AIM OF THE EXERCISE —
Quote the lines below exactly, from the one that holds "of the blue" through the final line of the records, and only those.

RECORDED INFORMATION —
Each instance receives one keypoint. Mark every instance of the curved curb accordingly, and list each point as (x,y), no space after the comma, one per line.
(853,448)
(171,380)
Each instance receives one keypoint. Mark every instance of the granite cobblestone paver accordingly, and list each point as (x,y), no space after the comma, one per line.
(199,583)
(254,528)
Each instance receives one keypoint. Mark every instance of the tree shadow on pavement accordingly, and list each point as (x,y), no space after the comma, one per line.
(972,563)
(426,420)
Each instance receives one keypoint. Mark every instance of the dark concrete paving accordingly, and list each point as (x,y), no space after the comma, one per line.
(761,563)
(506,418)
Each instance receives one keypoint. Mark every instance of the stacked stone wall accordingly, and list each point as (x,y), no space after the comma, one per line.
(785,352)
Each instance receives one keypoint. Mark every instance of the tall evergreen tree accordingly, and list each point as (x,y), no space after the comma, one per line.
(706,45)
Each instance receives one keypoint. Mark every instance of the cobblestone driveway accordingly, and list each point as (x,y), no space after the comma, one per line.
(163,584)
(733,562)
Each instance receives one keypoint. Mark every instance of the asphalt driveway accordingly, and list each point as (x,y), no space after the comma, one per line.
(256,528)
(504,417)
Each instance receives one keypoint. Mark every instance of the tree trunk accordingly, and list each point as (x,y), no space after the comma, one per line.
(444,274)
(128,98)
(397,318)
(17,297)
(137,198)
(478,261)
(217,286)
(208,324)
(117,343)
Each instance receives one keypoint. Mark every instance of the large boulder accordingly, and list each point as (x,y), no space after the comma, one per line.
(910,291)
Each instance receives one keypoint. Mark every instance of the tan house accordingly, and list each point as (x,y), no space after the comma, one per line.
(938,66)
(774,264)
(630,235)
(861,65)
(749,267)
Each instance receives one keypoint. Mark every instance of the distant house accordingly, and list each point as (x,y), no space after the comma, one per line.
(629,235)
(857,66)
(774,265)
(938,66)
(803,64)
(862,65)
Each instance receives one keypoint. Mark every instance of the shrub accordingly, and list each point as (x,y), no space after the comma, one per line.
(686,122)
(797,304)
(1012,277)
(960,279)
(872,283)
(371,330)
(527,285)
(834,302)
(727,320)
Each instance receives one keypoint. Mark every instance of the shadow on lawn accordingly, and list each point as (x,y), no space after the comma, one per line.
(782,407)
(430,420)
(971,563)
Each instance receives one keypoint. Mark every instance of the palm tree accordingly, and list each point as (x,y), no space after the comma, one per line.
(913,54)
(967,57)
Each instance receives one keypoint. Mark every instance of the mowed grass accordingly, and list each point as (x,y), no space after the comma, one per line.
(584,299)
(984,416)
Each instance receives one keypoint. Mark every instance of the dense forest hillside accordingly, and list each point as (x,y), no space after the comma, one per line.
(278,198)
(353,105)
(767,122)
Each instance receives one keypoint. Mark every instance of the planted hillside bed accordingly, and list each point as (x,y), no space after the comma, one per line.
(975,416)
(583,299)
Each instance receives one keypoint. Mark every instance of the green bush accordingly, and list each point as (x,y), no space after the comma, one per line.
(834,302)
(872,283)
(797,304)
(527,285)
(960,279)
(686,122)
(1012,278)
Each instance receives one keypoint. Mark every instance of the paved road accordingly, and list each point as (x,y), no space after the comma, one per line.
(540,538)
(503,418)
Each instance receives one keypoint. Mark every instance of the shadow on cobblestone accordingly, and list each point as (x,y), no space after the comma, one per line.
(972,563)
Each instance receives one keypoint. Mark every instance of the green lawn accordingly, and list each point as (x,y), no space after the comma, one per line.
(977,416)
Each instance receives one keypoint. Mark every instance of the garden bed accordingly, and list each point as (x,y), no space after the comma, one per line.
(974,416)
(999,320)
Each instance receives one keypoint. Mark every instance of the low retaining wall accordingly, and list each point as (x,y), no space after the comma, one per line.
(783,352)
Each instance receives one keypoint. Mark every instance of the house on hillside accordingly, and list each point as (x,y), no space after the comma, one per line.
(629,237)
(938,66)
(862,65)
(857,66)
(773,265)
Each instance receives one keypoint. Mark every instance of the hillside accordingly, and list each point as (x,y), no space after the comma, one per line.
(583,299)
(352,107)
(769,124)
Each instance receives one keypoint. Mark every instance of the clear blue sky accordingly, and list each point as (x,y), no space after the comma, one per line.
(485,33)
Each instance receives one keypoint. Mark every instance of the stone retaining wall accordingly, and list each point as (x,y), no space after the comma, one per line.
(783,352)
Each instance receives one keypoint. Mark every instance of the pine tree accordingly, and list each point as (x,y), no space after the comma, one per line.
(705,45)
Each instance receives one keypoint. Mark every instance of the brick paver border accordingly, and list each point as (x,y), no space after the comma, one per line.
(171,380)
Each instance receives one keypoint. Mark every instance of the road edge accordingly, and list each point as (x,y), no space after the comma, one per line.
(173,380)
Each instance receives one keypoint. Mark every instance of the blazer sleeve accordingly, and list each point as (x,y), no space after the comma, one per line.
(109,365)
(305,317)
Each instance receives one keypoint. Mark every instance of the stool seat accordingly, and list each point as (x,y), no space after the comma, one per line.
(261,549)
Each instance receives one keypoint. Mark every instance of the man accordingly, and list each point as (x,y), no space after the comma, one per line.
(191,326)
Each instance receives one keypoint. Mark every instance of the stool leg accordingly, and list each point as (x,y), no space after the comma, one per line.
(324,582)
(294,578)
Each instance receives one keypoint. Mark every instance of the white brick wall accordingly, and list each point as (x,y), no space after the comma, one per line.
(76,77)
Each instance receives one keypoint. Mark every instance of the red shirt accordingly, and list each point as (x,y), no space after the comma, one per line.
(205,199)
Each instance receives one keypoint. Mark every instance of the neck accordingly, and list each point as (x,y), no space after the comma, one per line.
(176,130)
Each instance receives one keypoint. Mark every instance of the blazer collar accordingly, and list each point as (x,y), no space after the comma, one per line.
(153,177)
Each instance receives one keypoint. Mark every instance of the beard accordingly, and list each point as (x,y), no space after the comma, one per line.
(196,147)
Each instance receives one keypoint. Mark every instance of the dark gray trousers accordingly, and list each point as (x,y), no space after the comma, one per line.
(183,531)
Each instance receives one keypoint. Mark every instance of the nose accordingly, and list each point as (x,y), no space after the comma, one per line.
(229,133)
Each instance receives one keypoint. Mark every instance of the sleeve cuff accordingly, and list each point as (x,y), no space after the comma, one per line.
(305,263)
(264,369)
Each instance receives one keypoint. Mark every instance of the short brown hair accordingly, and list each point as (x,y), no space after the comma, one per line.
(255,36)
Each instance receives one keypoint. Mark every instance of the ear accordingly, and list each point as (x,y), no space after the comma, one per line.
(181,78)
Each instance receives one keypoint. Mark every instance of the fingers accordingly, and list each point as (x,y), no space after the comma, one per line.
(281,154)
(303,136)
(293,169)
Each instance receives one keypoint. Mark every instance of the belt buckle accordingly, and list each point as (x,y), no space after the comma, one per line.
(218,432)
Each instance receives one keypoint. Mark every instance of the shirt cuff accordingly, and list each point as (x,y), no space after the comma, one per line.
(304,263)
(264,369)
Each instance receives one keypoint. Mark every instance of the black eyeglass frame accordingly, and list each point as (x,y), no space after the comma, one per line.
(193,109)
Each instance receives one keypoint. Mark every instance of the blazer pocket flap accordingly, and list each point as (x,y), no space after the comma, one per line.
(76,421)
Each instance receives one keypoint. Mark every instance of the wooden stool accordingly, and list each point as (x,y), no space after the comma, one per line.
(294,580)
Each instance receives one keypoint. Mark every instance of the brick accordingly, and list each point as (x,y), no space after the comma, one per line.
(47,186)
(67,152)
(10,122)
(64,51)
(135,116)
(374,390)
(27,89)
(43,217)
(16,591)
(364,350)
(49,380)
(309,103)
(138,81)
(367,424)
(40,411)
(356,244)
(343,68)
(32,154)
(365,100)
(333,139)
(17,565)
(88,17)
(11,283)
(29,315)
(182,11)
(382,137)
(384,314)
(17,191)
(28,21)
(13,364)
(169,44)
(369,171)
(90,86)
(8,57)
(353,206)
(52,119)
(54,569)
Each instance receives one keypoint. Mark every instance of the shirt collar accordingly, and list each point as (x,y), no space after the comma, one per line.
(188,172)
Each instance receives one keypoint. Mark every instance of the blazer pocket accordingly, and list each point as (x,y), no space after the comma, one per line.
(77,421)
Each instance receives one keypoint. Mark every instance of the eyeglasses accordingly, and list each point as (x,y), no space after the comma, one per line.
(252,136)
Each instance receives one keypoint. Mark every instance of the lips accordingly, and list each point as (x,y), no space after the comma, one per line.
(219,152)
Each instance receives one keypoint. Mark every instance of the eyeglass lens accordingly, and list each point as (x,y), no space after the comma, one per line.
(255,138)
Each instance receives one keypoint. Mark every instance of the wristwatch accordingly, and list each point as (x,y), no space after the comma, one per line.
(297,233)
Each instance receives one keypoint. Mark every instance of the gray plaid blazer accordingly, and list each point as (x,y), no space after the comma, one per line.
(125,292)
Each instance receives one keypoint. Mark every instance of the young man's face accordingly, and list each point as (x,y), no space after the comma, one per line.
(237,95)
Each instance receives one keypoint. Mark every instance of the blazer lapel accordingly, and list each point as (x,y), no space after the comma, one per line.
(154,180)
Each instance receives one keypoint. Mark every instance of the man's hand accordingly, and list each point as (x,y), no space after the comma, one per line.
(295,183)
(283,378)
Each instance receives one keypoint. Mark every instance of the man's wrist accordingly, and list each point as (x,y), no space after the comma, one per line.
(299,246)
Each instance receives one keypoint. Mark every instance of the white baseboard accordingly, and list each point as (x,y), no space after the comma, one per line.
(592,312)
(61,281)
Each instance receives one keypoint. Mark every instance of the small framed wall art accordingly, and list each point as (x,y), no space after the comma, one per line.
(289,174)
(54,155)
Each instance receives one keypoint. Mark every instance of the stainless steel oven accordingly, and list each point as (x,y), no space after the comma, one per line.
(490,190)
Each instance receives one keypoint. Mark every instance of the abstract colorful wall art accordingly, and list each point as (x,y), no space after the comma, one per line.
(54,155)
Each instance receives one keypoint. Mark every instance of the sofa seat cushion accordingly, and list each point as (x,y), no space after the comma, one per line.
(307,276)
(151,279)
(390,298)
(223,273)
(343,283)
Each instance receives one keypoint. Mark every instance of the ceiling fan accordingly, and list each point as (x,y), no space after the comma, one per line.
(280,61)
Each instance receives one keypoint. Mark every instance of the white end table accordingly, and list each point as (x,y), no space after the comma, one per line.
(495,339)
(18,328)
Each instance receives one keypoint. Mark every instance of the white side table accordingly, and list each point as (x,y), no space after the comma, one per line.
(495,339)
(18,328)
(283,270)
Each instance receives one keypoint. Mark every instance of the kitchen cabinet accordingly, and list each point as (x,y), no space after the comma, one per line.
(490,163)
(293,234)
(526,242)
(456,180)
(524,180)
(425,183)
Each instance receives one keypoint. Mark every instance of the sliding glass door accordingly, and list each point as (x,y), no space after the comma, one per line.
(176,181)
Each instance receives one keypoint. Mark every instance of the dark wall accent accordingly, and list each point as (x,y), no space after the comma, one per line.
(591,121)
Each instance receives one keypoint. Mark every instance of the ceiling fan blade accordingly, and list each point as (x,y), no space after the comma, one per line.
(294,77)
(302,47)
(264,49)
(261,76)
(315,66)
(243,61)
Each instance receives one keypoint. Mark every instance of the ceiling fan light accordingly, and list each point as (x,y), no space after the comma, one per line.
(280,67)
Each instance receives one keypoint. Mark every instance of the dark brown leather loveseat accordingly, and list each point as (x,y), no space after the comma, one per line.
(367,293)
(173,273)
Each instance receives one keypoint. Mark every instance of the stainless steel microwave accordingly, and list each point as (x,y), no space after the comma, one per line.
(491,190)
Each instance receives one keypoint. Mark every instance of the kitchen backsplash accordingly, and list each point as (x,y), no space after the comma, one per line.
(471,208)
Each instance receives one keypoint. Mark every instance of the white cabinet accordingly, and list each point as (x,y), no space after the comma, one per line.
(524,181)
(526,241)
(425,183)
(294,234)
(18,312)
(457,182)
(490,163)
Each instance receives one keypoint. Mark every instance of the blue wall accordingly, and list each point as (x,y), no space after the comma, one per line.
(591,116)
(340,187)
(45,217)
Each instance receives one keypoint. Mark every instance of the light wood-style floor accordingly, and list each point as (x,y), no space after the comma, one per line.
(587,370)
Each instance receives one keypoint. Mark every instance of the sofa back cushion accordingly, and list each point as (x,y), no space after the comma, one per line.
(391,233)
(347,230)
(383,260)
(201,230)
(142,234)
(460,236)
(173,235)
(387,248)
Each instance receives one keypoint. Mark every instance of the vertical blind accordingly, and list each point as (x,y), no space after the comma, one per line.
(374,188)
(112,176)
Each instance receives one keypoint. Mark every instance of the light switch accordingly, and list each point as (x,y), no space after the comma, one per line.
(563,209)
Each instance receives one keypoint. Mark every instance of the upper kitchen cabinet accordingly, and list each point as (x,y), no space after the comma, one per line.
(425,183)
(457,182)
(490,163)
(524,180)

OUTPUT FOR THIS TASK —
Each instance receives one keypoint. Mark every instance of the blue wall accordingly, and list each point as (x,y), no space after the comma, one per line.
(591,116)
(340,187)
(45,217)
Each instance receives one keypoint. Mark every instance of the light wood-style floor accordingly, and list each point as (x,y), no space after the comma, one per line.
(587,370)
Each instance receives one keypoint. Mark every instance of the sofa back cushion accordingly, and list each point as (x,y), no space after the comma, one per line.
(391,233)
(347,230)
(383,260)
(201,230)
(142,234)
(460,236)
(173,235)
(387,248)
Each instance receives one keypoint. Mark every instance of the vertical blind accordingly, and list each point as (x,y), no space after the comma, one per line.
(374,188)
(112,176)
Each instance receives one keypoint. Mark every instance of the light switch accordingly, and list each point as (x,y), no space after the comma, one per line.
(563,209)
Each instance receives one keypoint. Mark every instance of the upper kitchen cabinet accordingly, and list each point as (x,y), no space after the comma, one per line.
(425,183)
(457,182)
(490,163)
(524,180)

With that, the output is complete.